Working data:
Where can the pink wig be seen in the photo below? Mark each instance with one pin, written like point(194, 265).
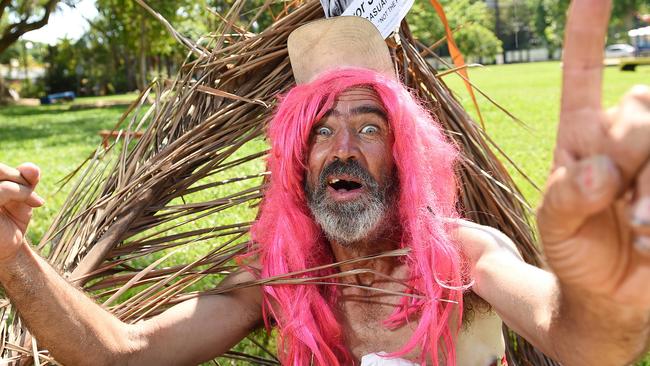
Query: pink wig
point(289, 239)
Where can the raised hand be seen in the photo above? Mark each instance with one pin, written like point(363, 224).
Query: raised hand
point(594, 220)
point(17, 198)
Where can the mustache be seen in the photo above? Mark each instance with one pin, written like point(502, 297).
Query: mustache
point(351, 168)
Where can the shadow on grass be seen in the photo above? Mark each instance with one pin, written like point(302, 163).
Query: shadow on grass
point(19, 111)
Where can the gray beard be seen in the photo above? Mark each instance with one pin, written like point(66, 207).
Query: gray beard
point(365, 218)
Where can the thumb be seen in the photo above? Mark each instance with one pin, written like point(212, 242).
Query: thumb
point(574, 192)
point(30, 172)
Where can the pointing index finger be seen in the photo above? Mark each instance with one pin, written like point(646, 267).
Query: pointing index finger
point(586, 29)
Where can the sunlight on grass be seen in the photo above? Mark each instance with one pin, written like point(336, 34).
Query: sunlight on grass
point(58, 140)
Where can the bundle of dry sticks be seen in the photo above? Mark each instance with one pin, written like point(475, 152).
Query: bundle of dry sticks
point(195, 178)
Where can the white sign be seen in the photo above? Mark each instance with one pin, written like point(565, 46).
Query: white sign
point(384, 14)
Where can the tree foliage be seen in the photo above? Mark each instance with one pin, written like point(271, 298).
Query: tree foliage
point(471, 20)
point(22, 16)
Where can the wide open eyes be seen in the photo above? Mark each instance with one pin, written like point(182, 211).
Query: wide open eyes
point(323, 131)
point(369, 130)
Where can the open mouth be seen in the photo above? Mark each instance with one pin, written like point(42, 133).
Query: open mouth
point(344, 184)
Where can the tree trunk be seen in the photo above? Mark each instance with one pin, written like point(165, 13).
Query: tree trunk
point(142, 79)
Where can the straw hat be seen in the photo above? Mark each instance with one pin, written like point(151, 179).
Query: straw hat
point(340, 41)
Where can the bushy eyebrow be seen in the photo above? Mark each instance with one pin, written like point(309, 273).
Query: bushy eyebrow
point(364, 109)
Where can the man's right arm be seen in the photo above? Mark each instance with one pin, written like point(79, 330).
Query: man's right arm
point(78, 331)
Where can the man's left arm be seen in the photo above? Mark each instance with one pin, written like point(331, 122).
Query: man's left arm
point(571, 327)
point(594, 220)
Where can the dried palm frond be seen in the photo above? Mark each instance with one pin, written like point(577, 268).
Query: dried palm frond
point(195, 177)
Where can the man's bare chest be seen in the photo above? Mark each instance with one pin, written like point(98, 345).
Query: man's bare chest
point(480, 343)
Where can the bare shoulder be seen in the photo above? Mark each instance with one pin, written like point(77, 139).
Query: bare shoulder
point(479, 240)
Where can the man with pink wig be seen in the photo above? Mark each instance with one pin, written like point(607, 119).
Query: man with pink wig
point(361, 206)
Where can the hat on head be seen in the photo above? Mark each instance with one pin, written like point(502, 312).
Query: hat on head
point(337, 42)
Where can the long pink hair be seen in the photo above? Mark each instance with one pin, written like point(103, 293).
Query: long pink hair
point(289, 240)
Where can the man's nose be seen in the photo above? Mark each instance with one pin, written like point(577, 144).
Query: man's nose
point(346, 146)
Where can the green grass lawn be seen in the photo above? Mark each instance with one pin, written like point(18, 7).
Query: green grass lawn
point(532, 93)
point(58, 139)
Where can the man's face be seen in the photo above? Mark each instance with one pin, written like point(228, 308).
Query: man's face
point(351, 184)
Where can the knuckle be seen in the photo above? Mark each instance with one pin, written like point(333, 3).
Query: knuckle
point(640, 91)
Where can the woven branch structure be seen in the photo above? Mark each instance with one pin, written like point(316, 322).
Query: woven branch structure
point(135, 210)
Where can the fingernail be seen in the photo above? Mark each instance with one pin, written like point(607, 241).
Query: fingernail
point(594, 175)
point(641, 212)
point(642, 245)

Your instructions: Can you format all of the records above as a numbered list, skipping blank lines and leaving the pictures out?

The solution:
1. Where can the pink wig be seen in the photo below? Mark each instance with one pin, written like point(194, 265).
2. Query: pink wig
3. point(289, 239)
4. Where can the raised hand be seen in the photo above? Mark each instance with one pin, written like point(363, 224).
5. Query: raised hand
6. point(594, 220)
7. point(17, 198)
8. Where can the mustache be seen in the photo above? Mark each instance with one pin, written like point(502, 297).
9. Query: mustache
10. point(351, 168)
11. Where can the shadow on grass be seen in the photo above? Mark each instance with one pin, written like point(302, 163).
12. Query: shadow on grass
13. point(19, 111)
14. Where can the gray beard be seen in the photo above? Mark each instance with one pin, written like point(66, 207).
15. Query: gray beard
16. point(365, 218)
17. Where can the thumb be seen in the photo above? Mark each instance with one pin, written like point(212, 242).
18. Query: thumb
19. point(574, 192)
20. point(30, 172)
21. Where can the pointing index finger be seen in the photo above? Mark each instance with one pin, written like point(646, 267).
22. Query: pointing index finger
23. point(586, 29)
24. Where can the sunlight on grass be seen in the photo above? Mark each instance with one pin, written like point(336, 34).
25. Query: sunlight on grass
26. point(58, 140)
27. Where can the bundle of dry sticks be seen in the photo above? Mark each instance with one pin, written like point(475, 152).
28. Query: bundle of dry sticks
29. point(195, 178)
30. Where can the white sign be seen in the photo above? Mark each instance with one pin, written like point(565, 46).
31. Query: white sign
32. point(384, 14)
33. Where can the tree foliage be seen in the photo above? Mark each instance with one pin, written like point(271, 298).
34. Query: tree foliage
35. point(471, 20)
36. point(22, 16)
37. Where can the wide open eyes be seen in the photo above? Mark each instance with one pin, written like point(182, 211).
38. Query: wide open eyes
39. point(323, 131)
40. point(369, 130)
41. Where can the open mouth be seen in the photo above? Mark each instance with one pin, written like point(42, 133).
42. Query: open mouth
43. point(344, 184)
44. Where can the tree trunk be seen in the photo above? Mark each instance with one pin, written like point(165, 13).
45. Query: tree trunk
46. point(142, 79)
47. Where can the straw hat be seen in the photo above? Mark each instance with one pin, written like point(151, 179).
48. Query: straw hat
49. point(340, 41)
50. Where can the bushy eyebrow be seen in the photo above? Mark each instance with one pin, written like point(309, 273).
51. Query: bushy eyebrow
52. point(364, 109)
53. Where can the man's right arm be seen in the photo above? Mark each instance with one pin, written like point(79, 330).
54. Query: man's right arm
55. point(78, 331)
56. Where can the man's left arm be seen in the photo above? Mark each instance with one pin, written like point(331, 122).
57. Query: man's left arm
58. point(571, 327)
59. point(594, 220)
60. Where can the dried palm frond be seen in the photo above? Mark each instance with one pin, written like point(577, 268).
61. Query: dried palm frond
62. point(195, 177)
63. Where can the man's bare chest be seen in the photo above? Mark each instance with one pin, written like point(98, 345).
64. Query: man's bare chest
65. point(480, 343)
66. Where can the bare shoulder be seen in the photo above? Mark each instance with one pin, written like point(77, 139).
67. Query: bare shoulder
68. point(479, 240)
69. Where can the man with pink wig be seen in the photo above? Mark each instance with one pin, written like point(607, 119).
70. Query: man with pink wig
71. point(361, 206)
72. Where can the hat on head be seen in the photo above? Mark each instance with one pin, written like point(502, 312).
73. Query: hat on head
74. point(337, 42)
75. Where can the long pink hair be seen in the photo above? Mark each instance with one pin, written like point(103, 293).
76. Query: long pink hair
77. point(289, 240)
78. Where can the man's nose be seen in the photo above? Mark each instance with one pin, written like point(577, 144).
79. Query: man's nose
80. point(346, 146)
81. Where can the green grass lawn be seen in the photo above? Mark each instance with one pin, written like point(18, 7).
82. Query: green grass lawn
83. point(532, 93)
84. point(58, 139)
85. Where can the man's face be seen in the photo above? Mark each instance with one pin, written like point(228, 308).
86. Query: man's face
87. point(351, 184)
88. Where can the knuckle be seen in the photo above? Mark each instance with one pin, written like point(333, 3).
89. Query: knuckle
90. point(640, 91)
91. Where can the woven branch structure be seen in the photo above? Mark each instance with one pin, written like point(316, 322).
92. Query: woven branch structure
93. point(135, 210)
94. Where can the fingernail be seen in the photo above? Mark each instance with one pin, written like point(607, 241).
95. Query: fingernail
96. point(594, 175)
97. point(641, 212)
98. point(642, 245)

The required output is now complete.